Anyway, thanks for hearing me out, and thanks for providing a place for us to talk about this stuff. I appreciate it. Hopefully, I haven’t ruined my ability to be heard out in the future.

by Nuss on Oct 6, 2008 9:55 PM PDT up reply actions   0 recs

pressure on the quarterback

leads to statistical excellence in the defensive back field. As an average corner myself, I can attest to this first hand; pressure on the quarterback makes an average DB look great. No pressure on the quarterback makes an average DB toast.

That is what we are seeing here. In 2005 The Seahawks lead the NFL in sacks and that carried an average defensive backfield through an epidemic of injuries only toppled by that of this season receiving core. It was there in 2007, but it just isn’t there this season.

These backs aren’t great; Tru is good, Russell is bad, but the rest are just average. In the NFL, a quarterback makes his living on time in the pocket against average defensive backs. Now, we could go on and on about the scheme’s and how to use the right personnel, but the success of football is in the trenches. In the past this team has succeeded with a below average secondary, hell Pete Hunter played for the ‘Hawks in the Super Bowl, but if this team doesn’t start putting consistent pressure on the Quarterback, those guys don’t stand a chance.

by Jo-Jo on Oct 7, 2008 8:10 AM PDT up reply actions   0 recs

A strong pass rush covers a multitude of coverage sins

Those sins have not been covered this year. I will say this, though — on Sunday, I think you can chalk at least some of what happened up to the developing savvy of Eli Manning. He seems to have learned a bit from big bro in terms of sidestepping a rush to buy that extra fraction of a second. He just looks so darned composed in the pocket, and there were at least a few times on Sunday that the Hawks looked like they were going to get there, only to watch Manning just barely elude the rush and compete a big pass.

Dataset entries
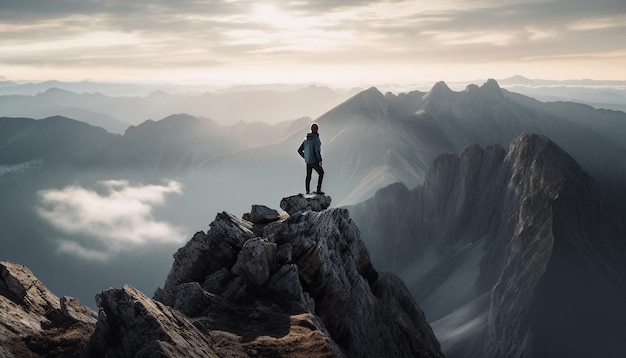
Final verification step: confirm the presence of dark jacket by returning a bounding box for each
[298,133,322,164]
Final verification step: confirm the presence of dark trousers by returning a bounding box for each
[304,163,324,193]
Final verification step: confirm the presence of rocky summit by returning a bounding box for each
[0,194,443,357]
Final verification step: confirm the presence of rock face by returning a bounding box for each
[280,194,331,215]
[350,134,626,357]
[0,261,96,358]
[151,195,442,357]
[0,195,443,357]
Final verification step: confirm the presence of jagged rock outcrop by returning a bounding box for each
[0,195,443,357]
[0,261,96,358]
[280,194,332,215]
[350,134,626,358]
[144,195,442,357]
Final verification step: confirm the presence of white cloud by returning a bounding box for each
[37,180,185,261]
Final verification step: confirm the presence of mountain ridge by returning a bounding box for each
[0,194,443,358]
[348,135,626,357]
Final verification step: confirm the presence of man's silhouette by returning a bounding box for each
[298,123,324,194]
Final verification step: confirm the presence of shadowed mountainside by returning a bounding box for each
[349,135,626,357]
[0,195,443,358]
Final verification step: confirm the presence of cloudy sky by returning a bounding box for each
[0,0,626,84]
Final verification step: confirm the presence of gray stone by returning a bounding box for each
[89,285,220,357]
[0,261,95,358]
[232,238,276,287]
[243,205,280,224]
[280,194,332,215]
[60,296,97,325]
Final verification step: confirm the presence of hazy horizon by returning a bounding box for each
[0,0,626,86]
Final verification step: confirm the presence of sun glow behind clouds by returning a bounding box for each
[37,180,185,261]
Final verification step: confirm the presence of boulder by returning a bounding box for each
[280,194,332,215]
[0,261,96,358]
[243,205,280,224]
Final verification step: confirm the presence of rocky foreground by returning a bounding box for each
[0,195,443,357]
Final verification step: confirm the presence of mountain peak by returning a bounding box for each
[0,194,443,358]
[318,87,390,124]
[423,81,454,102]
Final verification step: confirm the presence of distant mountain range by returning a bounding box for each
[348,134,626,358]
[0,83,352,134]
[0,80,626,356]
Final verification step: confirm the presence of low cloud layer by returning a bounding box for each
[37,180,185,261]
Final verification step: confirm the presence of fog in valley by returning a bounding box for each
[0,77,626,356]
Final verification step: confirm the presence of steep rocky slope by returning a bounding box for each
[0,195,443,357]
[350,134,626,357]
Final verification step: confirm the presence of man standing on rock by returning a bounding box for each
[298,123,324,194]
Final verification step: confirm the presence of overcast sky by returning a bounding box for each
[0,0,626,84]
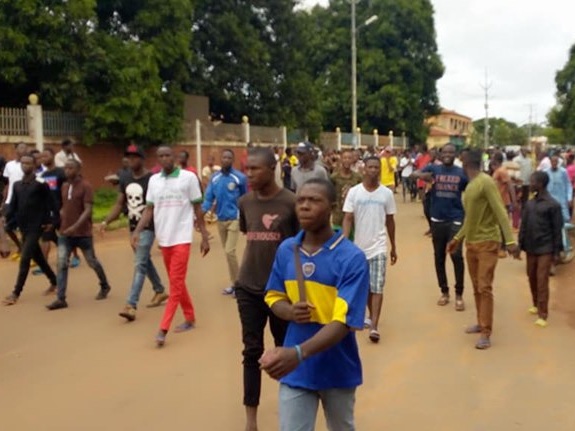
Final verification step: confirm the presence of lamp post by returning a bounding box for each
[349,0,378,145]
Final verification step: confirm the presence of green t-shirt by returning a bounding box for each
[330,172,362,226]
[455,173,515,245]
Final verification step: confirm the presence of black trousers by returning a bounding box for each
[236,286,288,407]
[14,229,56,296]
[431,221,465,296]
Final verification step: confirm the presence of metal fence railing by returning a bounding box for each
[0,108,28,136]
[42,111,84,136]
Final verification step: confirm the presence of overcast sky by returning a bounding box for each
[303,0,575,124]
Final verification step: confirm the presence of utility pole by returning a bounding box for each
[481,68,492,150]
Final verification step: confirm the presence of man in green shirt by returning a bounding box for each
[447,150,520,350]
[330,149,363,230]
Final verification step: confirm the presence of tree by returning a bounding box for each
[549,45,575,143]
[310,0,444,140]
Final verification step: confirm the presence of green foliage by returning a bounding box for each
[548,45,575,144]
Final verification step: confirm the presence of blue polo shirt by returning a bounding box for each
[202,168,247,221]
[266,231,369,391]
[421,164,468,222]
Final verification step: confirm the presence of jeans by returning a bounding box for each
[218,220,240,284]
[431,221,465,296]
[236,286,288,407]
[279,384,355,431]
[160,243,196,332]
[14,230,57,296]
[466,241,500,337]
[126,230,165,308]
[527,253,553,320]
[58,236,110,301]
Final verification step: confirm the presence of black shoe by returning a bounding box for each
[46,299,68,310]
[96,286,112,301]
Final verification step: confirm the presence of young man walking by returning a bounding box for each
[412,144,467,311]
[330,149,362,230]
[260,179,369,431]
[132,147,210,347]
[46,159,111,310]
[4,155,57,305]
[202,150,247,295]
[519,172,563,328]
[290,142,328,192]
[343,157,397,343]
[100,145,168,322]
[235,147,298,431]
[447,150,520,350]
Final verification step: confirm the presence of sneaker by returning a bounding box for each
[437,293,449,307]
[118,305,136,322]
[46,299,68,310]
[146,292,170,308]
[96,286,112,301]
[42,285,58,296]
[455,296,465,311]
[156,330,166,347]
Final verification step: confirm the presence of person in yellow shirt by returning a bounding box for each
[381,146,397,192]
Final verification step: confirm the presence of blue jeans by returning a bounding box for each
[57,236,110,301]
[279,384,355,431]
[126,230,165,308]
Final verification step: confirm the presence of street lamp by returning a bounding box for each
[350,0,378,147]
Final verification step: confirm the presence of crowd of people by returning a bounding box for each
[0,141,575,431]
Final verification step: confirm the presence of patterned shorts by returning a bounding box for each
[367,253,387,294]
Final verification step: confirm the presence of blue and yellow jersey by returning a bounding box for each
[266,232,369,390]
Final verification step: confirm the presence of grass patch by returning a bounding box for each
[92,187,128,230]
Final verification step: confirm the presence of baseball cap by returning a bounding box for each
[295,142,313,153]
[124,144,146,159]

§ **Problems to solve**:
1. In the Seahawks pass-rush discussion, rewrite the part that opens with the words containing "These backs aren’t" and closes with "stand a chance.", changing "in the trenches" to "on the line of scrimmage".
2. According to the Seahawks pass-rush discussion, in what year did the Seahawks lead the NFL in sacks?
3. Continue the Seahawks pass-rush discussion from where it stops.

§ **Responses by item number**:
1.
These backs aren’t great; Tru is good, Russell is bad, but the rest are just average. In the NFL, a quarterback makes his living on time in the pocket against average defensive backs. Now, we could go on and on about the scheme’s and how to use the right personnel, but the success of football is on the line of scrimmage. In the past this team has succeeded with a below average secondary, hell Pete Hunter played for the ‘Hawks in the Super Bowl, but if this team doesn’t start putting consistent pressure on the Quarterback, those guys don’t stand a chance.

2. 2005

3.
Maybe it will turn out that Sunday had more to do with the Giants’ offensive line and Manning’s ability than our secondary. Time will tell, I suppose.

by Nuss on Oct 7, 2008 10:10 AM PDT up reply actions   0 recs

Note from a constant reader but non-poster

Nice response, John — When I read the original post, my take was mixed.

On the positive side, the point that our pass defense has been mostly bad with occasional outbreaks of averageness for many years now I think is true and a seemingly endless source of frustration for Hawks fans, myself included, and I think it’s justifiable to wonder why this continues to be the bugaboo of Seattle defense.

On the negative side, Nuss’s post was like many on this site that make it depressing reading — overblown, exaggerated criticism reeking of bitterness over recent loses. It’s hard to blame something as complex as historical secondary performance on something like “hubris” without sounding ridiculous, and rightly so.

But that isn’t the only thing that drives me nuts reading this site’s comments — what really annoys me is the legion of fans who erupt against anyone who tries to criticize the team, coaches or players (other than Russell, who is a universally accepted blame pinata). Nuss was attacked here for not supporting his argument well, and that’s valid, your points are all correct in your response. However, the vast majority of replies to his criticisms, in addition to other critical threads on this site, are equally devoid of anything but rah-rah fingers-in-ears fanboydom which is equally as infantile and substance-less as the reactionary rants to which they respond. And it is doubly annoying for the fact that it goes unpunished and is reinforced by the fact of its majority.

I’d be a lot faster on the ban button if I were you, John. If someone is posting like a spoiled baby, either super-negative or super-anti-criticism, block them for a few weeks. I think the tone of the site will improve. And, of course, keep up the great analysis.